Page text below:
Fixing peeling paint and removing other household sources of lead during a mother’s pregnancy can reduce levels of dust lead in homes to levels significantly lower than previously deemed achievable, research shows.
“There is no safe level of lead,” says Joseph Braun, associate professor of epidemiology at Brown University’s School of Public Health and lead author of the study. “We were able to achieve dust lead levels considerably lower than the current EPA standards for lead remediation and at levels where far fewer children are at risk of being lead-poisoned in their homes.”
Windows and walls
The JAMA Pediatrics paper is part of the Health Outcomes and Measures of the Environment (HOME) study in Cincinnati, Ohio, which followed 355 mothers and their children from the city since pregnancy, beginning in 2003.
To conduct the randomized study, the research team visited the homes of 174 pregnant women to specifically address the lead hazards present in each residence. Measures included repairing and repainting peeling lead-based paint, replacing windows with lead-based paint, installing window trough liners, installing tap-water filters for drinking water, and covering bare lead-contaminated soil with groundcover.
The other 181 pregnant women randomly assigned to the control group received injury prevention devices, such as baby gates, instead of lead remediation measures.
Residential dust lead levels were measured before the intervention and when children were one and two years old. These targeted lead-reduction interventions reduced the lead dust levels compared to the untreated group on windowsills by 40 percent and in window troughs 47 percent. These significant improvements persisted when the household lead dust levels were measured when the children were two years old.
Bruce Lanphear, of Simon Fraser University in Vancouver, British Columbia, who initiated the study, says, “We showed you could achieve dust lead levels considerably lower than the current EPA standards. The EPA has delayed promulgating science-based standards because they lacked this evidence.”
Even so, lower dust lead levels did not cause significantly lower blood lead levels across the full study population.
End of Page text.
_Work item A_
Decide whether each statement agrees with the lead study text above, answering yes or no and quoting the deciding words: (i) The control group was made up of 181 pregnant women. (ii) The HOME study began following mothers in 2010. (iii) Across the full study population, lower dust lead levels led to significantly lower blood lead levels.
_Work item B_
According to the lead study text above, by what percentage did the interventions reduce lead dust levels in window troughs compared with the untreated group?
Dataset records below:
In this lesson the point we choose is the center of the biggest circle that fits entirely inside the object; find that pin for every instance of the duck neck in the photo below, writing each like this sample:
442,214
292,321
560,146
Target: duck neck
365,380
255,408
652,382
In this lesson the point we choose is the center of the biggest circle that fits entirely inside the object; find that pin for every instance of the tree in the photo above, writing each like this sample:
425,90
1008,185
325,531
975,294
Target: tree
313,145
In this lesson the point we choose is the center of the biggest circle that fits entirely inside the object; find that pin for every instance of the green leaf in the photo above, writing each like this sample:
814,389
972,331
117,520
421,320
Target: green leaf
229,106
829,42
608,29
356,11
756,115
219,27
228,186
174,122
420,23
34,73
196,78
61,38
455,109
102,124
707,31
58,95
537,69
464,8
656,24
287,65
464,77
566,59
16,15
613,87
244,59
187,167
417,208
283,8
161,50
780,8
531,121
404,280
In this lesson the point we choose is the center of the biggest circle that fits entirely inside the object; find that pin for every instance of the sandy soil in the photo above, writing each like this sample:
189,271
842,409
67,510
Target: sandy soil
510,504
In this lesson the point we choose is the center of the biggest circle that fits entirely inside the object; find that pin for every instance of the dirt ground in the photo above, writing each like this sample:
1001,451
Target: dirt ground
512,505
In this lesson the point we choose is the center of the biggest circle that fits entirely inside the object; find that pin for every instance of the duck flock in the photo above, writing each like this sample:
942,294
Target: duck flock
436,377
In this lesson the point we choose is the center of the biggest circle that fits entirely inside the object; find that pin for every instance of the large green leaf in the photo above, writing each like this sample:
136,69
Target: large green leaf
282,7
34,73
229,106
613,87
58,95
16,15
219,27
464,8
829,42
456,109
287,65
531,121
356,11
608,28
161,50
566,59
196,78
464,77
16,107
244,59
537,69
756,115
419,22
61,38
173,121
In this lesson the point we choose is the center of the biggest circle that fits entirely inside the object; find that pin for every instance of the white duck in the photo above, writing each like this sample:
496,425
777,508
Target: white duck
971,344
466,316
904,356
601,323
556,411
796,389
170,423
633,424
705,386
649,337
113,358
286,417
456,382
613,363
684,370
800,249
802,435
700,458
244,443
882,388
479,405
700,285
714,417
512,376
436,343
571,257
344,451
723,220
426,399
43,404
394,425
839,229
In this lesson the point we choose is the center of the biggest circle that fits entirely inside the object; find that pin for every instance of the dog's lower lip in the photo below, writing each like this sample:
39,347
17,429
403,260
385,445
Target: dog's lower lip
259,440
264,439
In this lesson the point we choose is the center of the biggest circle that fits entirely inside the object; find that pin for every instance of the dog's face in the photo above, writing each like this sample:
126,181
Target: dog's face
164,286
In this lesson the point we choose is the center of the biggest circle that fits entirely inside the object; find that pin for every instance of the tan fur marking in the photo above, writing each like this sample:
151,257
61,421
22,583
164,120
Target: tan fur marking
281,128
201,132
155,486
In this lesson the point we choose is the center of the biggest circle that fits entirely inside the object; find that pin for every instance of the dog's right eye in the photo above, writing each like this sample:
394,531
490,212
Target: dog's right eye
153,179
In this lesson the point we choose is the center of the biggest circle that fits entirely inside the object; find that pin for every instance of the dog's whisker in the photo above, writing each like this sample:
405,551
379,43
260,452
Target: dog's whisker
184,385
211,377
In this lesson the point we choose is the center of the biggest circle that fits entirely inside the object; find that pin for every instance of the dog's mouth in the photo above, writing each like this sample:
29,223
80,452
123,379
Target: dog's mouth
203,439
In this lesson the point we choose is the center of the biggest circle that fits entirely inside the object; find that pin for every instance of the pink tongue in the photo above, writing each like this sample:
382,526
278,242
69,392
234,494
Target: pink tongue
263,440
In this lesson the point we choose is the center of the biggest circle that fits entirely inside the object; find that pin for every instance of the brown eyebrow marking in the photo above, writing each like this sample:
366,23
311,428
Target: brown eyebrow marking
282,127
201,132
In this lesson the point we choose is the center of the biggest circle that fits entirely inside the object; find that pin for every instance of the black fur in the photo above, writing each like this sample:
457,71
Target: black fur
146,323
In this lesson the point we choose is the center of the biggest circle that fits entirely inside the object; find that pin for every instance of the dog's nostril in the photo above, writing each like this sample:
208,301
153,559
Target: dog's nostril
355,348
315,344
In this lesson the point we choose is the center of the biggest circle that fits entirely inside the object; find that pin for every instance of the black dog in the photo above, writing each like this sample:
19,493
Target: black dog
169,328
End of Dataset records.
_Solution A_
(i) Yes: "The other 181 pregnant women randomly assigned to the control group"
(ii) No: "beginning in 2003"
(iii) No: "lower dust lead levels did not cause significantly lower blood lead levels across the full study population"

_Solution B_
47 percent.